## BEGIN
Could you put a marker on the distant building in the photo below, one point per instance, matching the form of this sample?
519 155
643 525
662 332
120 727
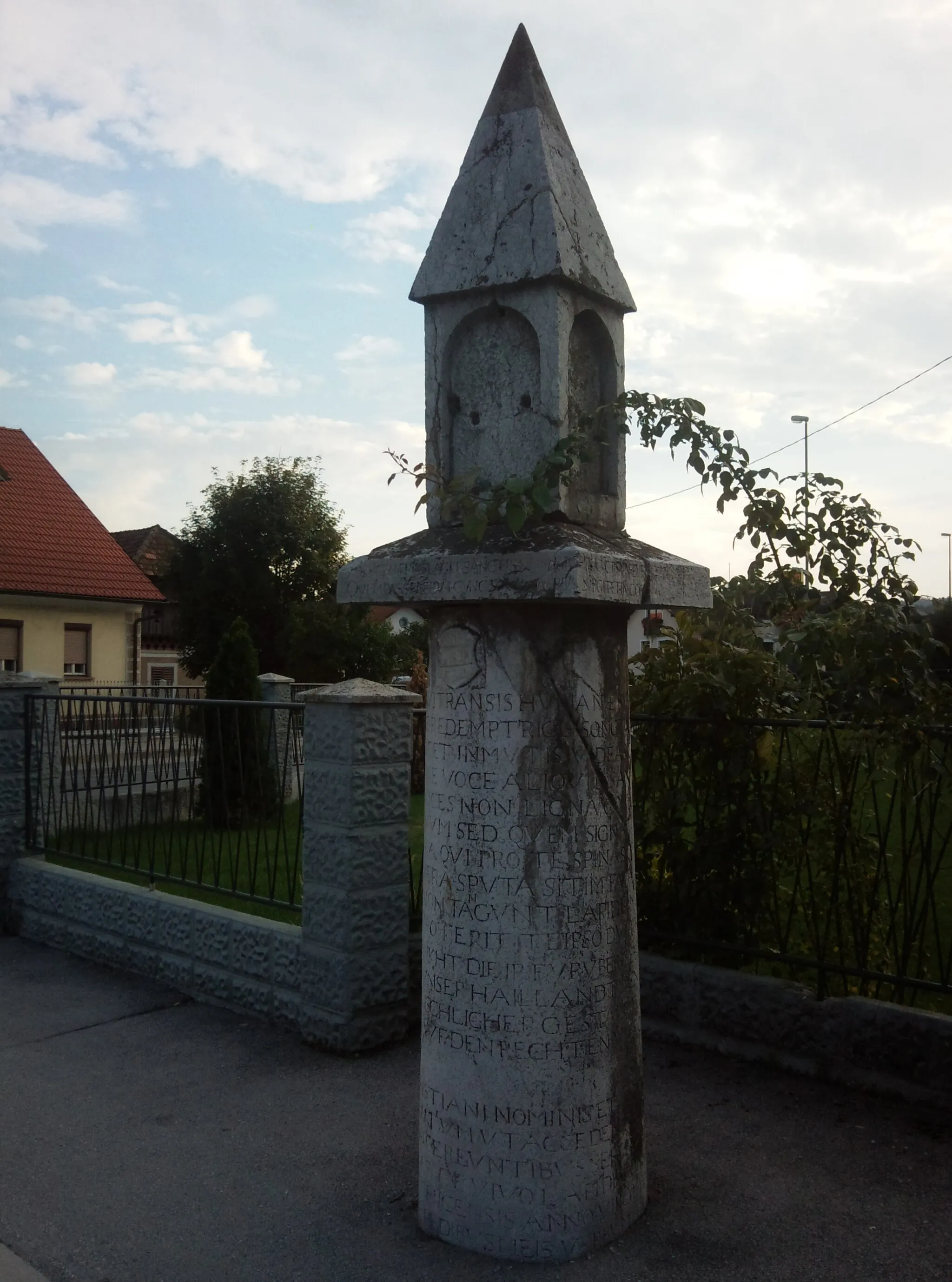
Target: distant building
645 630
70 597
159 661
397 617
## END
## BEGIN
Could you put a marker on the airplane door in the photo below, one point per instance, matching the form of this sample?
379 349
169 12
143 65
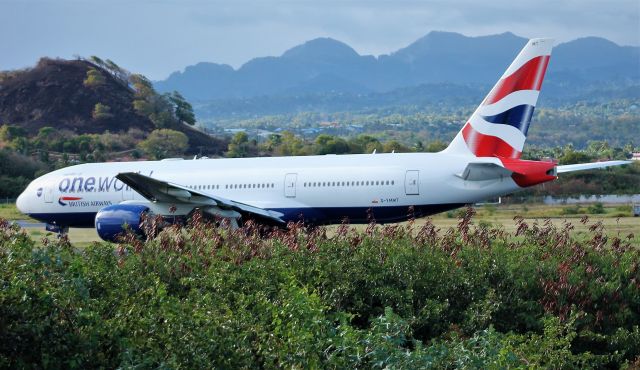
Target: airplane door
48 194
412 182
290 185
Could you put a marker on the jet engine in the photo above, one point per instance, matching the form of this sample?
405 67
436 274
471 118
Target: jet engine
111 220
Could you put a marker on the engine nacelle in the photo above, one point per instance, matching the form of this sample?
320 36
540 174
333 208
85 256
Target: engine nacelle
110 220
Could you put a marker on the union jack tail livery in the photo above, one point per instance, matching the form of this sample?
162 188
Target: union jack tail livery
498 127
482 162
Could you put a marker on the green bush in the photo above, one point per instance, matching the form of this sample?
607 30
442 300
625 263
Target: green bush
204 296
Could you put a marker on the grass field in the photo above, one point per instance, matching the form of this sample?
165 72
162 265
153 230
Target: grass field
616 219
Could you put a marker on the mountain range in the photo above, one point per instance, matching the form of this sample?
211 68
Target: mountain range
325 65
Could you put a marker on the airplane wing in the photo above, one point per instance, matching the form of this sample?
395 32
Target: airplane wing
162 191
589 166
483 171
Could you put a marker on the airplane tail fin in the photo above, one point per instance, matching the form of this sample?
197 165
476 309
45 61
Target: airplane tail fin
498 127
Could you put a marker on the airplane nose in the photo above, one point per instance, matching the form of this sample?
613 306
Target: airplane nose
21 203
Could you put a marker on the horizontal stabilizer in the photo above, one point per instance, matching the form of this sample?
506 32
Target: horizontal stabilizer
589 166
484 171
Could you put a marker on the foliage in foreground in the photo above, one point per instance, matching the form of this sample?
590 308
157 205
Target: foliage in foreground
## END
= What the task requires =
Retype the listing from the line containing "Could you put a marker on the union" through the line containing "Target: foliage in foreground", including both of those lines, and copy each line as it stands.

= Answer below =
Could you put a marker on the union jack tail livery in the photo above, one point per instance, matching the form of this sample?
162 188
Target: union jack tail livery
498 127
482 162
Could you put a marker on the green bush in the photo above, one point per instance, matching the form of this sample?
607 30
442 300
625 263
Target: green bush
204 296
Could you put a marker on the grass field in the photo above, one point per instance, matching the form of this sample?
165 72
162 265
153 230
Target: grass field
616 219
Could you put a marker on the mountain range in the photo above, one point per instance, matching the form of this sample?
211 68
Target: mountain range
325 65
Could you put a marker on the airplane wing in the photo above, one point per instance, matching the form of this sample?
395 32
Target: airplane wing
162 191
589 166
483 171
Could you put a marker on the airplane tail fin in the photo above, one point per instance, matching the form of this sample?
197 165
476 309
45 61
Target: airplane tail fin
498 127
Could you put a marker on the airplane nose in the photo above, one point per instance, matching the form of this sample?
613 306
Target: airplane nose
21 203
Could you put a marker on the horizontal stabilizer in the photo above, one point per instance, matching the form of this sample?
506 32
Target: horizontal stabilizer
589 166
484 171
Could you put a marker on the foliage in foreground in the photo above, one point per instance, matching the form of this sample?
590 308
157 205
Target: foliage in foreground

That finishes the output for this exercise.